- [Task material]:
"""

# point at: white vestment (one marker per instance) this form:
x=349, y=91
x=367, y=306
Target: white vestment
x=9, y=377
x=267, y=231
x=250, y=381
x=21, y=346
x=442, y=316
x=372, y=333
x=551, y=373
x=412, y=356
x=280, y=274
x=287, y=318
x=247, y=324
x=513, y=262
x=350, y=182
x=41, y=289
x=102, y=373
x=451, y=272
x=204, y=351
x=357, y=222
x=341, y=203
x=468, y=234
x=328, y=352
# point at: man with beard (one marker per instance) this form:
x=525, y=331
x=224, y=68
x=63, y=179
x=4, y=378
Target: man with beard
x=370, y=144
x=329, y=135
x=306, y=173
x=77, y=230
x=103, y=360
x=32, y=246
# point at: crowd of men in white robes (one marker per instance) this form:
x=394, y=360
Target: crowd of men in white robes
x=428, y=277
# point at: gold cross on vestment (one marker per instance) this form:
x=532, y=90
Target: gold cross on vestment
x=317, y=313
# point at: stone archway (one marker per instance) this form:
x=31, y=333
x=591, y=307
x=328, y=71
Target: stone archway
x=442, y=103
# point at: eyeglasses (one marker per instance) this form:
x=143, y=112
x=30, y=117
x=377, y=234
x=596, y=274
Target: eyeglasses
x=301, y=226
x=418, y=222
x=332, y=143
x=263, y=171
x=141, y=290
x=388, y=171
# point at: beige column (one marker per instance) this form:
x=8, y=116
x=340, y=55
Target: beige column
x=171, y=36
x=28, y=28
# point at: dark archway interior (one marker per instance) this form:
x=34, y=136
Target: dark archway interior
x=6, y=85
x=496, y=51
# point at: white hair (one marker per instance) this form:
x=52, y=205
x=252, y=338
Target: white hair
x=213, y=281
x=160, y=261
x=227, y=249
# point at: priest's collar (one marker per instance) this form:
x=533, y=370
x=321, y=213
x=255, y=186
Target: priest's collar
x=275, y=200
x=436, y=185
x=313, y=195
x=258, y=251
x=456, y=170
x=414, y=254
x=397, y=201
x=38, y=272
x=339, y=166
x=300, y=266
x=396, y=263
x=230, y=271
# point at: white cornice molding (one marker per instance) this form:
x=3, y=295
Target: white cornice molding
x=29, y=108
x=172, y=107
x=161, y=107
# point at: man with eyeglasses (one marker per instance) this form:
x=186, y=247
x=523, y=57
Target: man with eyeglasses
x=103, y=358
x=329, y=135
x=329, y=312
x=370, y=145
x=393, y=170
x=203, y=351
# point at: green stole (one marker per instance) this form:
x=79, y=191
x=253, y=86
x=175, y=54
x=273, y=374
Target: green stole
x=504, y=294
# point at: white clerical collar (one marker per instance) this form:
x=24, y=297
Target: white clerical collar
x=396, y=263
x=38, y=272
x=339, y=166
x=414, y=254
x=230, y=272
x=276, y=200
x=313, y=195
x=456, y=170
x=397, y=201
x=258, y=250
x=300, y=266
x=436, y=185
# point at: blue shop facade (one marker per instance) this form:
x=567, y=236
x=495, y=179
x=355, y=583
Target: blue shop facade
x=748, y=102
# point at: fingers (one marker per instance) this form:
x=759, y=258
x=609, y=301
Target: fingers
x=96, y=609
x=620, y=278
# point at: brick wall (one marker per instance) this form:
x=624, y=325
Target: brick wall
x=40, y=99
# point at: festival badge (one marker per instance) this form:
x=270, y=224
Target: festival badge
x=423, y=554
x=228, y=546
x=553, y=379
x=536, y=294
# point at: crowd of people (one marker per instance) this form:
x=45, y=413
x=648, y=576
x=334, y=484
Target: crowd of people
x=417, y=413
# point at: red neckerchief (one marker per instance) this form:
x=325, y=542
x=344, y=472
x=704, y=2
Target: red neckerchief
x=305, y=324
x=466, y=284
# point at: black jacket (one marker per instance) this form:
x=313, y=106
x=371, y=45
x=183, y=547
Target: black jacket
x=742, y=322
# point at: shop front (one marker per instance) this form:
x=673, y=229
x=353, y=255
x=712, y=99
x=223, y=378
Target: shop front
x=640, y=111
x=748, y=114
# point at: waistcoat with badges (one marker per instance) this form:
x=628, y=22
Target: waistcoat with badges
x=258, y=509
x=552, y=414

"""

- [Work to be completed]: Return every entry exactly as given.

- [Completed task]:
# point at: white vestment (one marker per instance) this form:
x=349, y=91
x=367, y=306
Target: white vestment
x=9, y=377
x=267, y=231
x=250, y=381
x=21, y=346
x=442, y=316
x=372, y=333
x=551, y=373
x=412, y=356
x=280, y=274
x=287, y=318
x=247, y=324
x=513, y=262
x=350, y=182
x=41, y=289
x=102, y=373
x=451, y=272
x=204, y=351
x=357, y=222
x=341, y=203
x=468, y=234
x=328, y=352
# point at: man with beard (one marker per instance) this form:
x=525, y=331
x=224, y=68
x=63, y=179
x=4, y=378
Target: man with beard
x=370, y=144
x=329, y=135
x=306, y=173
x=77, y=230
x=103, y=360
x=32, y=246
# point at: crowd of men in white robes (one marker per instance) this form:
x=394, y=360
Target: crowd of men in white robes
x=428, y=277
# point at: gold cross on vestment (one marker per instance) this form:
x=532, y=90
Target: gold cross on vestment
x=317, y=313
# point at: stone archway (one marker per instance) this form:
x=31, y=333
x=591, y=307
x=328, y=71
Target: stone archway
x=442, y=103
# point at: eyeglasses (one marker per instance) this form:
x=143, y=112
x=30, y=117
x=377, y=234
x=596, y=274
Target: eyeglasses
x=301, y=226
x=418, y=222
x=332, y=143
x=263, y=171
x=141, y=290
x=388, y=171
# point at: beige column (one marker per instance) this form:
x=8, y=116
x=340, y=55
Target: beige column
x=171, y=36
x=28, y=28
# point at: dark archway interior (one marker per instance) this form:
x=34, y=136
Target: dark archway interior
x=6, y=85
x=496, y=51
# point at: white hair (one marker per instance) this form:
x=52, y=205
x=252, y=338
Target: white hair
x=213, y=281
x=160, y=261
x=227, y=249
# point at: priest's collar (one marker per instance) this form:
x=533, y=370
x=321, y=213
x=255, y=186
Target: priest's collar
x=275, y=200
x=436, y=185
x=313, y=195
x=258, y=251
x=456, y=170
x=414, y=254
x=397, y=201
x=38, y=272
x=339, y=166
x=300, y=266
x=396, y=263
x=230, y=271
# point at: white cornice molding (one marker per instance) this form:
x=3, y=295
Target: white cornice molding
x=29, y=108
x=172, y=107
x=161, y=107
# point at: man with eyeglasses (one marker per instance) this form:
x=186, y=247
x=523, y=57
Target: man with eyeglasses
x=103, y=358
x=329, y=135
x=329, y=312
x=370, y=145
x=393, y=170
x=203, y=351
# point at: green stole (one marker per instance) this form:
x=79, y=191
x=253, y=86
x=175, y=54
x=273, y=374
Target: green stole
x=504, y=294
# point at: white clerical collar (one marker per instance) this form:
x=24, y=297
Target: white clerical collar
x=396, y=263
x=38, y=272
x=339, y=166
x=414, y=254
x=230, y=272
x=276, y=200
x=313, y=195
x=456, y=170
x=397, y=201
x=258, y=250
x=300, y=266
x=436, y=185
# point at: blue shop facade (one marker per instance) this form:
x=567, y=236
x=495, y=179
x=355, y=583
Target: blue shop facade
x=748, y=102
# point at: fingers (one marker per instance) this form:
x=759, y=258
x=609, y=301
Target: fingers
x=96, y=609
x=620, y=278
# point at: brick wall (one marker per instance) this form:
x=624, y=325
Target: brick wall
x=40, y=99
# point at: festival badge (one marker per instance) this form:
x=270, y=224
Target: festival badge
x=423, y=554
x=228, y=546
x=553, y=379
x=536, y=294
# point at: crowd of people (one marker per instance) this form:
x=45, y=413
x=648, y=576
x=334, y=484
Target: crowd of people
x=417, y=413
# point at: red neckerchief (one marker per instance) this form:
x=325, y=542
x=344, y=472
x=704, y=2
Target: red neckerchief
x=305, y=324
x=466, y=284
# point at: black jacket (one marker per instance) this form:
x=313, y=106
x=371, y=45
x=183, y=547
Target: black jacket
x=742, y=322
# point at: shop front (one marker per instance) this form:
x=673, y=229
x=353, y=255
x=712, y=99
x=223, y=378
Target: shop front
x=640, y=111
x=748, y=114
# point at: waistcoat with badges (one marker per instance) this form:
x=628, y=22
Target: waistcoat with badges
x=258, y=509
x=552, y=414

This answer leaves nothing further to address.